__Document segment__

In Nevada, the responsibility [for the act of an agent] attaches to the superior, upon the principal qui facit per alium facit per se. (Who acts through another acts for himself.) Wells, Inc., v. Shoemake, 177 P.2d 451, 455 (1947). Having power to control, the superior or master is bound to exercise it to the prevention of injuries to third parties, or he will be held liable. Id. However, something more than the mere right of selection on the part of the principal, is essential to that relation. Id. at 456. That right must be accompanied with the power of subsequent control in the execution of the work contracted for. Id.

Many jurisdictions follow the "motivation" test to determine what is included within the scope of employment. See State, Dept. of Human Res., Div. of Mental Hygiene & Mental Retardation v. Jimenez, 935 P.2d 274, 279 (1997). Under that test, if the main purpose of the injury-producing activity was the pursuit of the employee's personal ends, the employer is not liable. See Randolph v. Budget Rent-A-Car, 97 F.3d 319, 327 (9th Cir. 1996). Under Nevada law, however, the scope of an employer's potential liability for the intentional acts of its employees is governed by statute. Smith v. Wal-Mart, 2010 WL 3724235 (D.Nev. Sept. 15, 2010).

Pursuant to Nevada Revised Statutes, an employer is not liable for harm or injury caused by the intentional conduct of an employee if the conduct of the employee was: (a) a truly independent venture of the employee; (b) not committed in the course of the very task assigned to the employee; and (c) not reasonably foreseeable under the facts and circumstances of the case considering the nature and scope of his or her employment. N.R.S. § 41.745(1). For the purposes of this subsection, conduct of an employee is reasonably foreseeable if a person of ordinary intelligence and prudence could have reasonably anticipated the conduct and the probability of injury. Id.; see also, Randolph, 97 F.3d at 327 (explaining that in the context of a particular enterprise, an employee's conduct is foreseeable if it is not so unusual or startling that it would seem unfair to include the loss resulting from it among other costs of the employer's business).

Plaintiff argues Defendant received notice and chose to ignore it, because its employee received notice and chose to ignore it. Defendant admits that Borrower's employment duties as payroll clerk included receiving and opening Defendant's mail. However, Defendant contends it did not receive, intentionally ignore, or refuse to honor the garnishment orders because it was never aware of them until this lawsuit was filed. Moreover, Defendant argues it should not be liable for Borrower's intentional and self-serving actions because they did not facilitate or promote the business in any way.

__Data supplied__
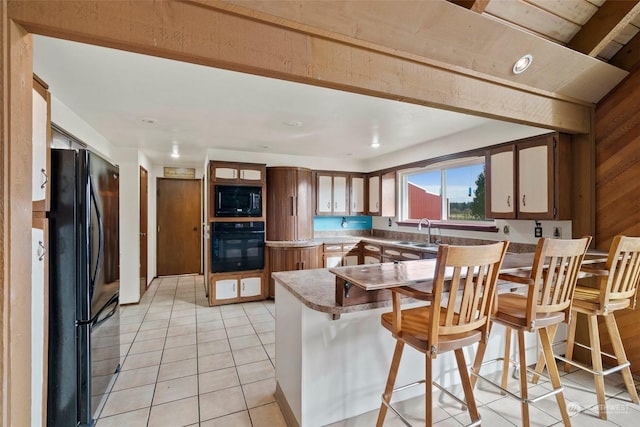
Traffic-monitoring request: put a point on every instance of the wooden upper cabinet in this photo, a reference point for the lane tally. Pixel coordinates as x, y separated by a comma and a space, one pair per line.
374, 194
382, 194
238, 173
501, 183
41, 140
332, 193
289, 203
530, 179
357, 194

__Stated task A__
Rewrite the paragraph beginning "Pursuant to Nevada Revised Statutes" from the text on employer liability as a list, keeping its main facts.
__Stated task B__
Continue the text on employer liability, starting after its final sentence.
The records are separate material and unrelated to the text on employer liability.

__Task result A__
- Under N.R.S. § 41.745(1), an employer is not liable for harm or injury caused by an employee's intentional conduct if all three of these conditions apply:
  - the conduct was a truly independent venture of the employee;
  - it was not committed in the course of the very task assigned to the employee;
  - it was not reasonably foreseeable, given the facts and circumstances of the case and the nature and scope of the employment.
- Conduct is reasonably foreseeable if a person of ordinary intelligence and prudence could have reasonably anticipated both the conduct and the probability of injury.
- Randolph, 97 F.3d at 327, adds that within a particular enterprise, conduct is foreseeable if it is not so unusual or startling that it would seem unfair to count the resulting loss among the employer's other business costs.

__Task result B__
Defendant may escape liability if Borrower's actions were not within the course and scope of employment. Within the course and scope of employment means: (1) the conduct occurred substantially within the time and space limits authorized by the employment; (2) the employee was motivated, at least in part, by a purpose to serve the employer; and (3) the act was of a kind that the employee was hired to perform. Oki Semiconductor Co. v. Wells Fargo Bank, Nat. Ass'n, 298 F.3d 768, 776 (9th Cir. 2002). The proper focus is not whether the wrongful act itself was authorized but whether it was committed in the course of a series of acts of the agent which were authorized by the principal. See Ray v. Value Behavioral Health, Inc., 967 F. Supp. 417, 420 (D.Nev. 1997) (quotations omitted).

Defendant employed Borrower at its place of business to receive and open the business' mail. In the course of that employment, Borrower received, opened, and then concealed Plaintiff's withholding correspondence from her supervisors. Viewed in isolation, Borrower's acts of concealing the notices may not appear to have been motivated by a purpose to serve the employer. However, such actions were committed in the course of receiving, opening, and handling the mail. Defendant authorized Borrower to perform these responsibilities as its agent, and Borrower was motivated to serve Defendant in this capacity in exchange for employment compensation. Because Borrower's intentional acts of concealing the withholding orders were committed in the course of the very task assigned her as an employee, Defendant cannot escape liability.

Even if Defendant had somehow properly alleged Borrower's acts were outside the course and scope of employment, Defendant would not be able to escape liability because Borrower's actions were reasonably foreseeable.

In Nevada, an employer's liability extends beyond the actual or possible control over the employees to include risks inherent in or created by the enterprise because the employer, rather than the innocent injured party, is best able to spread the risk through prices, rates or liability insurance. See id.; see also, Guido Calabresi, Some Thoughts on Risk Distribution and the Law of Torts, 70 Yale L.J. 499, 543 (1961) (arguing that the master is the best insurer, both in the sense of being able to obtain insurance at the lower rates and in the sense of being most aware of the risk). A court must determine whether the action taken by the employee was a generally foreseeable consequence of his or her employment. Ray, 967 F. Supp. at 420. The employee's conduct is foreseeable if it is not so unusual or startling that it would seem unfair to include the loss resulting from it among the other costs of the employer's business. Id.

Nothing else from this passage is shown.